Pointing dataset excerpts
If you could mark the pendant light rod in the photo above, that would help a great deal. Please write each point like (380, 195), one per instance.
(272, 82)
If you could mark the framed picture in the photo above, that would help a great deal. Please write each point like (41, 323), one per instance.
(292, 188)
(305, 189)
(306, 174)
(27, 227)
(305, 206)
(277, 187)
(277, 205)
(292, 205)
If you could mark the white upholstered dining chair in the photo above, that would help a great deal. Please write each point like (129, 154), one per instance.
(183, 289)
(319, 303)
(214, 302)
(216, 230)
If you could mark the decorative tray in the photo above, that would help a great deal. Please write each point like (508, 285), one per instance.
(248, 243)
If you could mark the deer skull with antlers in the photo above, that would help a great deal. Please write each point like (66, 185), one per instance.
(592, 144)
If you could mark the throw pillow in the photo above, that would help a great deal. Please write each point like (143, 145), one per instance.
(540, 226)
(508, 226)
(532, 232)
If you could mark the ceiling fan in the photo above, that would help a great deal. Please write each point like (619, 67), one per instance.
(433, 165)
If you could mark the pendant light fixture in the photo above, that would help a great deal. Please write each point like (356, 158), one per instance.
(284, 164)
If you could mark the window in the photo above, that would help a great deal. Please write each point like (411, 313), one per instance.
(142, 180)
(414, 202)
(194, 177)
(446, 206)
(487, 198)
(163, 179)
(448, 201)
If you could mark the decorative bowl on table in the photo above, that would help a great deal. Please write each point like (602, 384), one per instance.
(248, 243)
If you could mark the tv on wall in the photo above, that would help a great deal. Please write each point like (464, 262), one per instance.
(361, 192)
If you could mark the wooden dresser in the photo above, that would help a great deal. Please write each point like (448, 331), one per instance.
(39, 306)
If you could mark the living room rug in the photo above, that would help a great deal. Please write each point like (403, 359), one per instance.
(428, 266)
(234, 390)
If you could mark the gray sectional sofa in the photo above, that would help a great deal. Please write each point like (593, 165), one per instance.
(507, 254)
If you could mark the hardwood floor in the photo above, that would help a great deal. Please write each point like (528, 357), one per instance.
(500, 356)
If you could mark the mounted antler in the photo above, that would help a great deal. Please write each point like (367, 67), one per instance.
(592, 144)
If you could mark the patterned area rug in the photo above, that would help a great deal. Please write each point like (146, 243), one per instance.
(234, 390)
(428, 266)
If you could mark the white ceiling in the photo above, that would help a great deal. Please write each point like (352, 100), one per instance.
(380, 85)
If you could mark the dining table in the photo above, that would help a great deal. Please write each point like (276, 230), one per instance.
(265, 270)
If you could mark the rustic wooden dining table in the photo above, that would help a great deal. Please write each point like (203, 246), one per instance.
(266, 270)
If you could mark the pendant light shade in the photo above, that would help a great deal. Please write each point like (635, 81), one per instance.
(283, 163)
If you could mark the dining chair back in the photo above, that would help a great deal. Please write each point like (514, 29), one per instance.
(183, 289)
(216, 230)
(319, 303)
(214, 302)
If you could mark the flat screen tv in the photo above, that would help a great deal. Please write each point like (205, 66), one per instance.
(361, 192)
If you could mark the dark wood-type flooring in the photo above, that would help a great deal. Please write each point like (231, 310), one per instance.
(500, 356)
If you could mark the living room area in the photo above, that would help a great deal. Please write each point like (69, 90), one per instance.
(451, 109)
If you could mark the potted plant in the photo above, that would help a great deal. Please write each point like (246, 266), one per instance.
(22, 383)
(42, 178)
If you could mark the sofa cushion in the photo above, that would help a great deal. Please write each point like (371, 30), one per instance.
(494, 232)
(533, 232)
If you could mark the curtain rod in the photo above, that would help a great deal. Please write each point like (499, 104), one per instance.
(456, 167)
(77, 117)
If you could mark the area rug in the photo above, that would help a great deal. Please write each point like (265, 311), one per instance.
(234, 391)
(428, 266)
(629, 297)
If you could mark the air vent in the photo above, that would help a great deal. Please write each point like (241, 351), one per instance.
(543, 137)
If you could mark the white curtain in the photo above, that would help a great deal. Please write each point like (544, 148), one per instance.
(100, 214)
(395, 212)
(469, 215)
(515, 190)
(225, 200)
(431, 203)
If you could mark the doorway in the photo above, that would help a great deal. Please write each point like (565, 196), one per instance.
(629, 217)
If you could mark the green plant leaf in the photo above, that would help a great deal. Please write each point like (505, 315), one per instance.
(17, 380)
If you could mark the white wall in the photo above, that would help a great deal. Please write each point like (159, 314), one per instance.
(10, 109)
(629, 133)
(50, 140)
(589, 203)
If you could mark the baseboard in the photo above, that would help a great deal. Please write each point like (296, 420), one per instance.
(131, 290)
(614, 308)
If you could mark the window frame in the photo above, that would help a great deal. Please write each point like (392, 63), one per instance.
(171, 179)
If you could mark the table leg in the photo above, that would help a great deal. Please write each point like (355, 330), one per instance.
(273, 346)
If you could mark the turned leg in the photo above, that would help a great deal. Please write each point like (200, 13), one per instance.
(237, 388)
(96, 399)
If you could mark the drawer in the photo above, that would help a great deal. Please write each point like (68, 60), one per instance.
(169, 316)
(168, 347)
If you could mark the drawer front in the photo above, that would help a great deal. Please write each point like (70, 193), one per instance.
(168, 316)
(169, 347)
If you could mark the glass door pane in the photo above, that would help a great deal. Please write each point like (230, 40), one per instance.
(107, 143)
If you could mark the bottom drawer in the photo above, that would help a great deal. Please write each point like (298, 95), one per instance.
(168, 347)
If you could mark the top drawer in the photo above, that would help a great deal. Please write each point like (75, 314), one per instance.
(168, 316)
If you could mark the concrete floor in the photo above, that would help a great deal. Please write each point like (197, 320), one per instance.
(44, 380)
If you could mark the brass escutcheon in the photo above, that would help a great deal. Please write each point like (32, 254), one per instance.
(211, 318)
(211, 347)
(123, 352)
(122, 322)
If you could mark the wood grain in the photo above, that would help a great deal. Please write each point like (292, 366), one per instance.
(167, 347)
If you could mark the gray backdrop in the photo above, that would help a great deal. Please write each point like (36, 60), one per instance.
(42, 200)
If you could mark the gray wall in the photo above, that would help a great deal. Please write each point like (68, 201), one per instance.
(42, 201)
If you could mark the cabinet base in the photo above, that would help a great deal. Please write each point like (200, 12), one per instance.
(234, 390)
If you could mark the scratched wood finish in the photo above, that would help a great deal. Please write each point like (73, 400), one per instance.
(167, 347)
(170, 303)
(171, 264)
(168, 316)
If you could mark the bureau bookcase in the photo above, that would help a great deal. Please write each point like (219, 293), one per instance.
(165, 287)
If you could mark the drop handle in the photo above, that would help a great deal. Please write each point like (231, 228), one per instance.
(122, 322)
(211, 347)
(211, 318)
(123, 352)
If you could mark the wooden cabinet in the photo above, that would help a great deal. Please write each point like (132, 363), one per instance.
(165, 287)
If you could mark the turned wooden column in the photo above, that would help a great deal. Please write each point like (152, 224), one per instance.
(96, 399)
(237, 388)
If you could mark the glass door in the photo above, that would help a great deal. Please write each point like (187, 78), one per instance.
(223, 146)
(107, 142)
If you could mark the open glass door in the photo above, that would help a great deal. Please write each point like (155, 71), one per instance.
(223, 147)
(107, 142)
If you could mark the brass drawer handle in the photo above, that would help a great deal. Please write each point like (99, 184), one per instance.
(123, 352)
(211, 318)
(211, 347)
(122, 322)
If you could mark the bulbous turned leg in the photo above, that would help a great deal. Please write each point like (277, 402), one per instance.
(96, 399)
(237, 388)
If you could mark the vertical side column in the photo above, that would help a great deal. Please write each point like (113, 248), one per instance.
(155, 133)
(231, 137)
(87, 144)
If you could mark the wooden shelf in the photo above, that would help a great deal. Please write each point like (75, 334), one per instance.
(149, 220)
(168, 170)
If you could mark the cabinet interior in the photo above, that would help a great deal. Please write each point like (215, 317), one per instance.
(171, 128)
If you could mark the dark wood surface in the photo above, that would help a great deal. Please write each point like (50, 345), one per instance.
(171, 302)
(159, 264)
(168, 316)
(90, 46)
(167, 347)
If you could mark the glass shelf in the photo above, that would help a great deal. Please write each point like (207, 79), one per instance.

▸ Exercise aim:
All lines from the one with "If you could mark the wooden shelf" through the final line above are to be quoted exactly; quote no other line.

▸ Exercise result:
If you could mark the wooden shelf in the photo above, that would help a great deal. Please write each point like (75, 334), one per instance.
(149, 220)
(168, 170)
If you could mark the cabinet interior in the photo above, that would help a great deal. Please write each point like (215, 317), one per instance.
(171, 128)
If you could mark the dark wood surface in the photo above, that would help a great deal. Please write each point like (50, 345), one per instance.
(171, 302)
(159, 264)
(168, 316)
(90, 46)
(167, 347)
If you could mark the glass shelf in the photo above, that would help a great deal. Please write each point like (207, 79), one per instance.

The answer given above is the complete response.